FRAGMENTO PARA LEER:
□ □ □ □ □

¿Por qué Jesús exclamó en la cruz: «Dios mío, Dios mío, ¿por qué me has desamparado?». ¿No era acaso Jesús el Hijo de Dios? ¿Por qué su Padre le abandona allí? ¿Cuál es el misterio que encierran estas patéticas palabras?
El Señor Jesús es, sin duda, el ser más perfecto que ha pisado la tierra. Nunca hizo maldad ni hubo engaño en su boca. Por eso mismo, Él dijo que el Padre nunca le dejaba solo, porque Él hacía siempre lo que le agradaba.
¿Cómo podría haber sido de otra forma? Su carácter dócil y reverente ante el Padre, ¿no era perfecto? Su sometimiento constante a la voluntad de Dios le permitía disfrutar de su agradable comunión siempre. La mano del Padre le tocaba para alentarle y defenderle en todo momento. ¡Qué intimidad más plena disfrutaba con su Padre!

□ □ □ □ □

PARTES DEL EJERCICIO:
1. Responde brevemente sobre el fragmento:
(a) ¿Qué palabras exclamó Jesús en la cruz?
(b) ¿Por qué dijo Jesús que el Padre nunca le dejaba solo?
(c) ¿Qué le permitía disfrutar siempre de la agradable comunión con Dios?
2. Transcribe sin cambios las líneas del listado. Empieza en la que contiene "The target in" y detente después de la que contiene "box: [205, 62, 295, 98]".
El fragmento y el listado no guardan ninguna relación entre sí.

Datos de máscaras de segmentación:
□ □ □ □ □

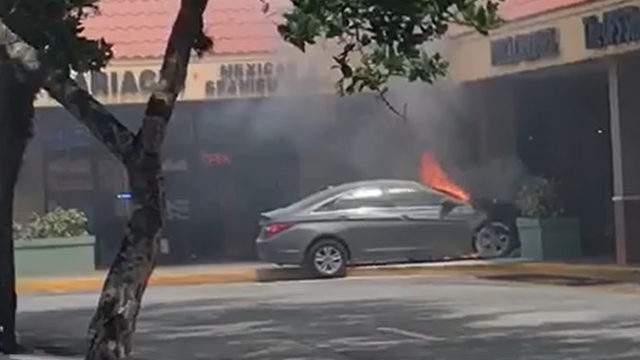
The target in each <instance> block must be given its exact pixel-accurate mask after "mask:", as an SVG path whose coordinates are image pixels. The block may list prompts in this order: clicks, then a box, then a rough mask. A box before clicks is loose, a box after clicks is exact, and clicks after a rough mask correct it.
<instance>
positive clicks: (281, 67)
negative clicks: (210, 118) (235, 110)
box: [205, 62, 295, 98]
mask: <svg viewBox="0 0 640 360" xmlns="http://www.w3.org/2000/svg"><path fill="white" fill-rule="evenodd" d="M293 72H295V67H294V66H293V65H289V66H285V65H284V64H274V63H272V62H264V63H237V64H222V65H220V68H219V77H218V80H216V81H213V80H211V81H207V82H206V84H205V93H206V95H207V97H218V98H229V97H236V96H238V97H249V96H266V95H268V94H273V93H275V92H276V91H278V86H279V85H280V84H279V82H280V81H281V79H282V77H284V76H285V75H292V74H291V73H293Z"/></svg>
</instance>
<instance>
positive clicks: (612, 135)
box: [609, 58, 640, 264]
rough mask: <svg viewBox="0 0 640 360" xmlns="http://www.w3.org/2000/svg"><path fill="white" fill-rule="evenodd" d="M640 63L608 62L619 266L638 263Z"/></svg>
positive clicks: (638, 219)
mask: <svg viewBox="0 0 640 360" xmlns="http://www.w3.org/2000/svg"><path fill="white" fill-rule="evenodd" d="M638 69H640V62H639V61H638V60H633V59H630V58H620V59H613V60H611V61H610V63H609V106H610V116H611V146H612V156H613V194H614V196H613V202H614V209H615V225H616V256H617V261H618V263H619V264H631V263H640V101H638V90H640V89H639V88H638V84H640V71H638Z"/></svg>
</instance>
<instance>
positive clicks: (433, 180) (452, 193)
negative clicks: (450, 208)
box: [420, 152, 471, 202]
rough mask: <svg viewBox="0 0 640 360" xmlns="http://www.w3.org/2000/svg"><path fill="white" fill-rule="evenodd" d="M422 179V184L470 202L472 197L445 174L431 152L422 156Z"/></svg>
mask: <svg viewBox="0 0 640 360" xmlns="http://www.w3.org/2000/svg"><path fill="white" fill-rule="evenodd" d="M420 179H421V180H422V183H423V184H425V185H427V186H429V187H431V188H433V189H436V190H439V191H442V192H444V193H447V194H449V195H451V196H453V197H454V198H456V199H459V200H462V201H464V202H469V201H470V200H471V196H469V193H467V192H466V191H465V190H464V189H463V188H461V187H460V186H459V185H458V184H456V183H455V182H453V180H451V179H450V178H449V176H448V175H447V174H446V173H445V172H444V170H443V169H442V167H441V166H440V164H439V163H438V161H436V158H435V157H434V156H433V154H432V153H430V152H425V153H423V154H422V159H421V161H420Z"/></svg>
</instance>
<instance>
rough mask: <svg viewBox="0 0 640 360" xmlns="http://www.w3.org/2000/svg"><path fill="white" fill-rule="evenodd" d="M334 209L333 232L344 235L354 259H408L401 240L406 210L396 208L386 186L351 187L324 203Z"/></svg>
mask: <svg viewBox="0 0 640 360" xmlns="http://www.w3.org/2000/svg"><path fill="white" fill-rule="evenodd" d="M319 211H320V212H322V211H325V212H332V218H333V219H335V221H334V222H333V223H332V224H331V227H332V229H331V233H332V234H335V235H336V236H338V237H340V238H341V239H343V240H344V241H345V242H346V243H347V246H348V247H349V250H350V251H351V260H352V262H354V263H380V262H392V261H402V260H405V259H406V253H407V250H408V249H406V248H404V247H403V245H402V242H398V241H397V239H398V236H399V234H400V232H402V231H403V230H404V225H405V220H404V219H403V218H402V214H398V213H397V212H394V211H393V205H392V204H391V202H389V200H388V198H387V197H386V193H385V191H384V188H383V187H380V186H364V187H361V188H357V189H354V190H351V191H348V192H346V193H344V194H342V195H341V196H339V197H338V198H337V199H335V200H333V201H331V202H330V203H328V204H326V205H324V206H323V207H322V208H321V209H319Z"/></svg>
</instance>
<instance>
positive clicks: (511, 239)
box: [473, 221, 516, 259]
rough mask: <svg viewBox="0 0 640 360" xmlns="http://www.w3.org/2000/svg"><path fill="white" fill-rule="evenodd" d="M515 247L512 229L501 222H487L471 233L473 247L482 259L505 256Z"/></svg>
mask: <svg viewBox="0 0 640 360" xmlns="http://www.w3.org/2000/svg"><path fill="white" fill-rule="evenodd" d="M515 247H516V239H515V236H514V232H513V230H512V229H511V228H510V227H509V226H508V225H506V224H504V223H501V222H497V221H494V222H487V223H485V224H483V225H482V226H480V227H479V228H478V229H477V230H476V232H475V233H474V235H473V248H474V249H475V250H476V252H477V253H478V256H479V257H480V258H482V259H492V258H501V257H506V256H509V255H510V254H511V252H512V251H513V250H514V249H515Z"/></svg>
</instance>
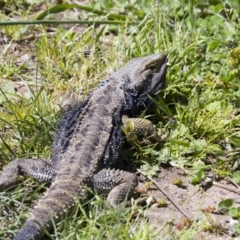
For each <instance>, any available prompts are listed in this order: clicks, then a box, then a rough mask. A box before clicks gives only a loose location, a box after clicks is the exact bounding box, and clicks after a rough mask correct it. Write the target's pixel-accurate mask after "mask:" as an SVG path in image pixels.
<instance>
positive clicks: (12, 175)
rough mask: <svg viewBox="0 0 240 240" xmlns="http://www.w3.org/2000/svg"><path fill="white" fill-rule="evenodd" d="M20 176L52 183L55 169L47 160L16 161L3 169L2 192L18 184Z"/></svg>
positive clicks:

□ □ □ □ □

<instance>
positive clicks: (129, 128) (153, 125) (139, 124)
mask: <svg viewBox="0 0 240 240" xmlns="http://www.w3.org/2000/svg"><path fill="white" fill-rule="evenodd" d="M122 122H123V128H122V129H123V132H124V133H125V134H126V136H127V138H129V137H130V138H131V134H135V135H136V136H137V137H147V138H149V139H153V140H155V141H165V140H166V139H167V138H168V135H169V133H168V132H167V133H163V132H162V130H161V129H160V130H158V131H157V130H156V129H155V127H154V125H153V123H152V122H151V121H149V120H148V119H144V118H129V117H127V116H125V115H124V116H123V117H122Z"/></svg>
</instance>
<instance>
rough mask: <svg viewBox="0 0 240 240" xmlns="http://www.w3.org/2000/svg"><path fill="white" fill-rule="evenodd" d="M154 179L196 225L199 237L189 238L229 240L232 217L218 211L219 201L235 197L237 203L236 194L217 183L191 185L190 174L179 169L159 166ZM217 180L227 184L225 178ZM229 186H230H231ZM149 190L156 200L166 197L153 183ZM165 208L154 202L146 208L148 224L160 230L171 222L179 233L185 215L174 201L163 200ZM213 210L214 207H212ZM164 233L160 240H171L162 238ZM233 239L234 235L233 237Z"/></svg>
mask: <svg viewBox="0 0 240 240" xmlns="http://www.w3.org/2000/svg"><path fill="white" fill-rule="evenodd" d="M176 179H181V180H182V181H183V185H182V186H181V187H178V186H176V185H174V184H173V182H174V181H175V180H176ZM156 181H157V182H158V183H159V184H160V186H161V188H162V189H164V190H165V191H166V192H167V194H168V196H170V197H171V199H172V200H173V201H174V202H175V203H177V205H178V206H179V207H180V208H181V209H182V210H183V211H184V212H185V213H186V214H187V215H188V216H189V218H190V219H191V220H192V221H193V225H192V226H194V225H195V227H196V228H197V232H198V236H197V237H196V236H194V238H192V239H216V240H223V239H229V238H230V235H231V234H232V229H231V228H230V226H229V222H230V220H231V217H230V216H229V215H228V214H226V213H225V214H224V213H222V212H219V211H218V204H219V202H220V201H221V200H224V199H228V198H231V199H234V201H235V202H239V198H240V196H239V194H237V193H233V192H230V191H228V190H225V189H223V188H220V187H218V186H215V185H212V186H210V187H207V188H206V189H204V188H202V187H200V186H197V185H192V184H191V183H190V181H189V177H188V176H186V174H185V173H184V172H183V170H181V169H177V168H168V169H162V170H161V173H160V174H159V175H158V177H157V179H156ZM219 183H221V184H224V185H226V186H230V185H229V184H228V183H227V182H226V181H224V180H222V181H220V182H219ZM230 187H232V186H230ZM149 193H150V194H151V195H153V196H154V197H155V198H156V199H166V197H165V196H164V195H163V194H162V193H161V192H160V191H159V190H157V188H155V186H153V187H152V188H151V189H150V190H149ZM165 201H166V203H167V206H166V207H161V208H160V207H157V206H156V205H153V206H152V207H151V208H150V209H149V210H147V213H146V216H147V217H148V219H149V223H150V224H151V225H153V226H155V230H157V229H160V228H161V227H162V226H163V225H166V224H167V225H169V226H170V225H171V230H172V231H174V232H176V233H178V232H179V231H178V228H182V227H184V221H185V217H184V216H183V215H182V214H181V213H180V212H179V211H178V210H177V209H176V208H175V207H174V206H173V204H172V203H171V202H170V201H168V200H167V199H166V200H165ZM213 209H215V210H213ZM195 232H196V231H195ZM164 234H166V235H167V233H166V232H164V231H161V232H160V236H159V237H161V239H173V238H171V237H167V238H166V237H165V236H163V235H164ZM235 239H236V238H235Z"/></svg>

□ □ □ □ □

RESPUESTAS POR TAREA:
1.
(a) «Dios mío, Dios mío, ¿por qué me has desamparado?»
(b) Porque Él hacía siempre lo que le agradaba.
(c) Su sometimiento constante a la voluntad de Dios.

2.
The target in each <instance> block must be given its exact pixel-accurate mask after "mask:", as an SVG path whose coordinates are image pixels. The block may list prompts in this order: clicks, then a box, then a rough mask. A box before clicks is loose, a box after clicks is exact, and clicks after a rough mask correct it.
<instance>
positive clicks: (281, 67)
negative clicks: (210, 118) (235, 110)
box: [205, 62, 295, 98]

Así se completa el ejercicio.